### DIRECTIONS FOR THIS TASK
Can you rewrite the lines below with "utility pole" replaced by "telephone pole" and nothing else changed? Leave the pictures out of your answer.

### INPUT

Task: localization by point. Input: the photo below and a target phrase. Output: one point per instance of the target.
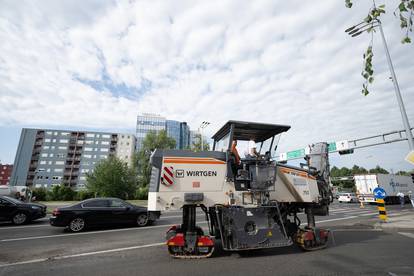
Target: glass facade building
(146, 123)
(179, 131)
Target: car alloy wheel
(19, 218)
(77, 224)
(142, 219)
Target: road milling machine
(251, 204)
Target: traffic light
(342, 152)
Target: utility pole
(203, 125)
(397, 92)
(361, 28)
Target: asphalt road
(355, 248)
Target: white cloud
(97, 64)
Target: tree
(404, 12)
(152, 141)
(358, 170)
(196, 146)
(378, 169)
(112, 178)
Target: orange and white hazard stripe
(167, 176)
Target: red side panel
(177, 240)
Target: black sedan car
(20, 212)
(99, 212)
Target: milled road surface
(356, 248)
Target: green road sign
(295, 153)
(331, 146)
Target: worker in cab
(235, 152)
(252, 149)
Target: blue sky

### ANSWER IN FULL
Task: localization by point. Input: the photo below and a target phrase. Output: one point per instance of the target.
Target: glass facade building
(146, 123)
(179, 131)
Target: car alloy wheel
(19, 218)
(77, 224)
(142, 219)
Target: road milling machine
(251, 204)
Target: traffic light
(342, 152)
Target: telephone pole
(203, 125)
(397, 92)
(361, 28)
Target: asphalt road
(355, 248)
Target: white cloud
(97, 64)
Target: tree
(404, 12)
(152, 141)
(358, 170)
(196, 146)
(378, 169)
(112, 178)
Target: orange and white hazard stripe
(167, 176)
Target: red side panel
(177, 240)
Target: black sedan car
(20, 212)
(99, 212)
Target: milled road surface
(356, 248)
Target: green road sign
(295, 153)
(331, 146)
Target: worker in cab
(235, 152)
(252, 149)
Target: blue sky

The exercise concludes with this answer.